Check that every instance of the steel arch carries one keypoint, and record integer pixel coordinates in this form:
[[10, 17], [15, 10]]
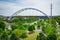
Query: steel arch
[[21, 10]]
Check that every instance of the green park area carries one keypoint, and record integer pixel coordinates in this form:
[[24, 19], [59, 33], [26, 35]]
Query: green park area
[[30, 28]]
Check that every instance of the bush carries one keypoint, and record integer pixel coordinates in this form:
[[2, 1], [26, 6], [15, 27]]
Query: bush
[[2, 25], [41, 37], [31, 28], [24, 35], [51, 37], [13, 37], [13, 26], [4, 36]]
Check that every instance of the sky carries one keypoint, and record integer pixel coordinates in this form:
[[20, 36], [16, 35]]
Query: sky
[[9, 7]]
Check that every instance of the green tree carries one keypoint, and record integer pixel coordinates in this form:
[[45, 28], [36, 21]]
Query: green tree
[[2, 25], [41, 37], [13, 37], [24, 35], [4, 36], [31, 28], [14, 26], [52, 37]]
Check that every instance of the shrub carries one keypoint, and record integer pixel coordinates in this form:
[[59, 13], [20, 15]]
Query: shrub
[[13, 26], [31, 28], [13, 37], [51, 37], [4, 36], [2, 25], [41, 37], [24, 35]]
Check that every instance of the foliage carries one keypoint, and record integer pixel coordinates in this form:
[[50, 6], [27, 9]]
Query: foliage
[[49, 29], [15, 20], [31, 28], [51, 37], [41, 37], [57, 18], [13, 37], [14, 26], [2, 25], [31, 19], [18, 32], [24, 35], [4, 36]]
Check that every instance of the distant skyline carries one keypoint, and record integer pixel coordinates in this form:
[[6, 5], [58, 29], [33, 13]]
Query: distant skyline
[[8, 7]]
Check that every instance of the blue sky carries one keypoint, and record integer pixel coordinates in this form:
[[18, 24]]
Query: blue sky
[[8, 7]]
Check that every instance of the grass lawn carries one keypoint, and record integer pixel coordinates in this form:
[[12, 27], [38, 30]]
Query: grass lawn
[[32, 36]]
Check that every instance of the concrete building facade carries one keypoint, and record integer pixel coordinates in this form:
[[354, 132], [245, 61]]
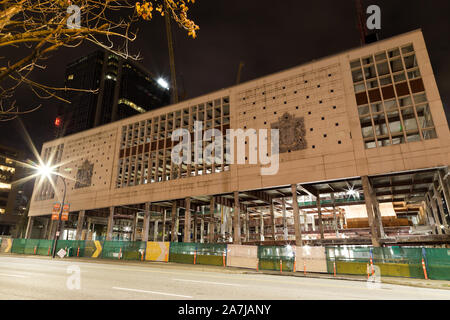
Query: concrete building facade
[[364, 127]]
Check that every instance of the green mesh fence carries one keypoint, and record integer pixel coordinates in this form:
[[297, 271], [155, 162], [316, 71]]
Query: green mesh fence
[[211, 254], [438, 263], [182, 252], [18, 246], [392, 261], [276, 257], [126, 250]]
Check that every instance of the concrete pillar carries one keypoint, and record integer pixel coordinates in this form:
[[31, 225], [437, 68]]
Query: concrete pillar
[[195, 237], [438, 198], [174, 225], [155, 231], [187, 220], [80, 224], [285, 228], [261, 227], [202, 229], [212, 221], [297, 228], [29, 227], [370, 213], [247, 224], [134, 227], [146, 223], [336, 227], [110, 224], [432, 207], [44, 230], [50, 232], [237, 220], [272, 217], [444, 187], [319, 211], [163, 239]]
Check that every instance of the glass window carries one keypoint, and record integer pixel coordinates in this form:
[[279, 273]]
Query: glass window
[[362, 110], [393, 53], [424, 116], [367, 60], [380, 56], [383, 68], [420, 98], [399, 77], [357, 75], [414, 74], [406, 101], [410, 61], [355, 64], [407, 49], [396, 65], [390, 105], [369, 72], [429, 134], [360, 87], [377, 107]]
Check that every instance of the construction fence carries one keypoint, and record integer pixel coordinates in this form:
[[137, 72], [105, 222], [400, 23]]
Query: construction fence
[[433, 263]]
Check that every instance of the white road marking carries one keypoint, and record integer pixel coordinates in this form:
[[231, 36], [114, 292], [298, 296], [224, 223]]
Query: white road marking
[[12, 275], [153, 292], [210, 282]]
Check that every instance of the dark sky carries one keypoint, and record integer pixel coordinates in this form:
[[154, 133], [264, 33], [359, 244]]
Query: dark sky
[[269, 36]]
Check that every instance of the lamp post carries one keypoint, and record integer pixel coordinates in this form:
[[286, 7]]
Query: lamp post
[[59, 224]]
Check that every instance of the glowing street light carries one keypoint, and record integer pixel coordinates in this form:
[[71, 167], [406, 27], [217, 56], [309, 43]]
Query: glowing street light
[[46, 171], [163, 83]]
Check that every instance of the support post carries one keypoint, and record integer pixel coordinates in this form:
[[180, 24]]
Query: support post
[[164, 226], [195, 237], [109, 229], [174, 231], [212, 221], [431, 204], [237, 220], [29, 227], [187, 220], [319, 211], [247, 228], [438, 198], [370, 213], [261, 227], [155, 231], [272, 217], [333, 201], [146, 223], [297, 228], [80, 225], [285, 228]]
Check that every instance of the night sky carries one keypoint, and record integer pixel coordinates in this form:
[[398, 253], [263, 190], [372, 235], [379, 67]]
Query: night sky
[[269, 36]]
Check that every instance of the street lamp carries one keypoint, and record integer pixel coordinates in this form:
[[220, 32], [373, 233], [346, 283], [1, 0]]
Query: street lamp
[[46, 171]]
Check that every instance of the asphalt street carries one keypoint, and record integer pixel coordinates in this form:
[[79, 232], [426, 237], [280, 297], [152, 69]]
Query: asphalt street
[[42, 278]]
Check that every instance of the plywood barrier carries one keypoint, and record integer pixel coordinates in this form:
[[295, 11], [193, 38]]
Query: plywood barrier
[[242, 256], [313, 258], [157, 251]]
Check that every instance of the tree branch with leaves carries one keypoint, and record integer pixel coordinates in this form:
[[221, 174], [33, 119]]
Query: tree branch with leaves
[[38, 28]]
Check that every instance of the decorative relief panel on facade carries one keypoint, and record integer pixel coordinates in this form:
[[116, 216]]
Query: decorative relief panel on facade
[[292, 133], [84, 175]]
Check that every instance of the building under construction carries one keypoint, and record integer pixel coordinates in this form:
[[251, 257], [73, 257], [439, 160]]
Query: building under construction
[[364, 155]]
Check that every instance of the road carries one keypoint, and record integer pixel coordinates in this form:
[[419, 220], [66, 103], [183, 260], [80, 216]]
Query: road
[[42, 278]]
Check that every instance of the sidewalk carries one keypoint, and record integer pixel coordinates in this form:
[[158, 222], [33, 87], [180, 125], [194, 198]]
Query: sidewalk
[[431, 284]]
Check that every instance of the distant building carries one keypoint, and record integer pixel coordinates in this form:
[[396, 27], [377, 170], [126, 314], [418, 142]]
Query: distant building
[[13, 202], [124, 89]]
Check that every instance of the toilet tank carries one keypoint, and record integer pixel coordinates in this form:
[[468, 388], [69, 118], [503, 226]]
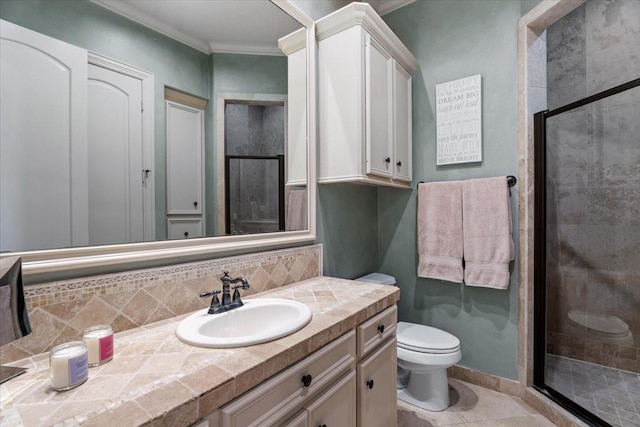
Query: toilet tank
[[378, 278]]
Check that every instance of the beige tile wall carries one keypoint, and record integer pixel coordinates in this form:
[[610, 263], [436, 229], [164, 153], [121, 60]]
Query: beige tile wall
[[60, 311]]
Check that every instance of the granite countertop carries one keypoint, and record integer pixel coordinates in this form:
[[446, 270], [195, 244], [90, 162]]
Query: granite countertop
[[155, 379]]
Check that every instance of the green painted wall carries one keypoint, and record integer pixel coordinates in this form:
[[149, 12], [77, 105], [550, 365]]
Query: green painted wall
[[347, 221], [452, 40]]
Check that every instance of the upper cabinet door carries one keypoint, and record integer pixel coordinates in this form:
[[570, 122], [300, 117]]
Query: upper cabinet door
[[379, 108], [185, 130], [402, 123], [43, 141]]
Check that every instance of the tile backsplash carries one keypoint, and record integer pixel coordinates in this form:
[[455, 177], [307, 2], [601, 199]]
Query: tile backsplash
[[60, 311]]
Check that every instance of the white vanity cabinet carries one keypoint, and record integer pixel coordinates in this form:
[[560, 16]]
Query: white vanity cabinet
[[376, 371], [364, 79], [349, 382]]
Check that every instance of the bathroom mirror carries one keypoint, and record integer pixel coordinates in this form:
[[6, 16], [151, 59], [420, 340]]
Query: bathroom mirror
[[84, 21]]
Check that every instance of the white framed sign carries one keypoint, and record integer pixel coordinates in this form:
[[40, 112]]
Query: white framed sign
[[459, 121]]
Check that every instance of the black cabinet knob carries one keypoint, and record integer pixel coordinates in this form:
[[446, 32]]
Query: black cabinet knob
[[306, 380]]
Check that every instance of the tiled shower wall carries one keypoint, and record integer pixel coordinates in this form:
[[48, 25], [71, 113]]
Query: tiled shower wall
[[593, 158], [60, 311]]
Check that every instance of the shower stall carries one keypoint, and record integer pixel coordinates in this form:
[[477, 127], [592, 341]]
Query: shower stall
[[587, 256]]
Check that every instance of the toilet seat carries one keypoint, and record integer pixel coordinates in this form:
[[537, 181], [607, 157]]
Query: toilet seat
[[425, 339]]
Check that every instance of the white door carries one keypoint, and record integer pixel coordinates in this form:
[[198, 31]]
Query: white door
[[378, 69], [185, 136], [115, 158], [43, 134]]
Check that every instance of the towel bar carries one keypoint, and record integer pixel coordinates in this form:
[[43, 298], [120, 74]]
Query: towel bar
[[511, 181]]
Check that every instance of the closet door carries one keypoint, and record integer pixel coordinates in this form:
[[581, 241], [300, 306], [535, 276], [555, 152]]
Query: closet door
[[43, 141]]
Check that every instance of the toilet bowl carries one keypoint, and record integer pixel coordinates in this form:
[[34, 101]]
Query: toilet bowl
[[606, 328], [426, 353]]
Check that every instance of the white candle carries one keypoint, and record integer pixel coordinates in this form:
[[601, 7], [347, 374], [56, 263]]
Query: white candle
[[68, 365], [99, 341]]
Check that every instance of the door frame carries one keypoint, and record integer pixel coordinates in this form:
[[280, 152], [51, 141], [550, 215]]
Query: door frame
[[239, 98], [148, 149]]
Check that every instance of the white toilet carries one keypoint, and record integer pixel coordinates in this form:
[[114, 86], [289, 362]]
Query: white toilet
[[426, 353]]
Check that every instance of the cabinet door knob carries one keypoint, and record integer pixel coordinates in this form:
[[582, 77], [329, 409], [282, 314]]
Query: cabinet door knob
[[306, 380]]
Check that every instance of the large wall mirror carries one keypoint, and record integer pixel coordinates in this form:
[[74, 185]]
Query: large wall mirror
[[137, 131]]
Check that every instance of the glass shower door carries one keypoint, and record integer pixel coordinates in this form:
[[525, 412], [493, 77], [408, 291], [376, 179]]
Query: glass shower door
[[587, 256]]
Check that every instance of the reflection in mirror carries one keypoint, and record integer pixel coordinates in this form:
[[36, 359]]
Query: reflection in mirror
[[94, 169]]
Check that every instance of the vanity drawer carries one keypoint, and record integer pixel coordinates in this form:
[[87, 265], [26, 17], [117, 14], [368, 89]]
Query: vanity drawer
[[282, 395], [376, 330]]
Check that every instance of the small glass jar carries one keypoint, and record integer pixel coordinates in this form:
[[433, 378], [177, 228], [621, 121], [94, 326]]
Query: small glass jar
[[99, 341], [68, 365]]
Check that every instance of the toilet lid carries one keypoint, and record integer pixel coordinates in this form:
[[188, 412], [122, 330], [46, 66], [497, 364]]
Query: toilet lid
[[425, 339]]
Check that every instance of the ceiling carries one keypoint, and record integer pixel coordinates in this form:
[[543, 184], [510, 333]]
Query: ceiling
[[233, 26], [237, 26]]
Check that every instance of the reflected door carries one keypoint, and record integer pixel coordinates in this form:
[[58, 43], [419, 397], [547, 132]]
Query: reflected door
[[43, 125], [115, 158]]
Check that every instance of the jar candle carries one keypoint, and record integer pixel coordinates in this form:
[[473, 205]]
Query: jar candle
[[99, 341], [68, 367]]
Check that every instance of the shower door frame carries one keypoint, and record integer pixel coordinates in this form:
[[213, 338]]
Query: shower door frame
[[539, 253]]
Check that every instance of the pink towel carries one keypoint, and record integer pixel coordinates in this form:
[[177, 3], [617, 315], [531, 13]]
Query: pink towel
[[488, 245], [440, 231]]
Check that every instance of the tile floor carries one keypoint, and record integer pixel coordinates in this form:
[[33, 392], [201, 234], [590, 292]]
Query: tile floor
[[473, 406], [611, 394]]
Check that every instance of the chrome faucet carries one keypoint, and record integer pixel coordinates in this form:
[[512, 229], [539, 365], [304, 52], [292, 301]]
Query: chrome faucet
[[228, 302]]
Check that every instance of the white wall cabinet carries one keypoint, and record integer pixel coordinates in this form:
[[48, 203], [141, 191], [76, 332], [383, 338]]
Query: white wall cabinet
[[364, 79]]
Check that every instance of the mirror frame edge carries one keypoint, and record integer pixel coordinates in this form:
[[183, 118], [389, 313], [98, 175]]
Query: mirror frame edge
[[125, 256]]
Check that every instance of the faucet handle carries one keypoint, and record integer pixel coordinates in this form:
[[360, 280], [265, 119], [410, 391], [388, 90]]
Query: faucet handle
[[225, 277], [208, 294], [215, 302], [236, 293]]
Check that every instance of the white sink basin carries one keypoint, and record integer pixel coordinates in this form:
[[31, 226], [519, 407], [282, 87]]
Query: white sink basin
[[257, 321]]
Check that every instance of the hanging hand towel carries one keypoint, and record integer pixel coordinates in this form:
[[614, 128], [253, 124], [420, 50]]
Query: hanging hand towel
[[488, 245], [440, 231]]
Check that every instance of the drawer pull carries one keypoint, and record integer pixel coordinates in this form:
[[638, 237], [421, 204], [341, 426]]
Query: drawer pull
[[306, 380]]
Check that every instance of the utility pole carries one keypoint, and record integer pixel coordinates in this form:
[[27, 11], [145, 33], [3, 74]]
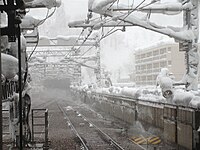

• _WHAT YOU SHOULD DO_
Please copy the lines in the records above between the one holding "Query: glowing street light" and the one holding "Check that every instance of the street", inclusive, exactly and with no other line.

• _EXERCISE RESULT_
Query: glowing street light
[[46, 171], [163, 83]]
Check that every instance of the support post carries one keypoint, and record integer pixel coordinates in this form:
[[180, 24]]
Query: support post
[[164, 226], [195, 237], [109, 229], [174, 231], [212, 221], [431, 204], [237, 220], [29, 227], [187, 220], [319, 211], [247, 228], [438, 198], [370, 213], [261, 227], [155, 231], [272, 217], [333, 201], [146, 223], [297, 228], [80, 225], [285, 228]]
Check that every instance of the night sky carries one keypoint, and record integer pixel coordinates in this form:
[[398, 253], [263, 190], [372, 235], [379, 67]]
Query: night sky
[[269, 36]]
Check that every instance of the street lamp carries one keypoint, and record integer pixel coordinates in this form:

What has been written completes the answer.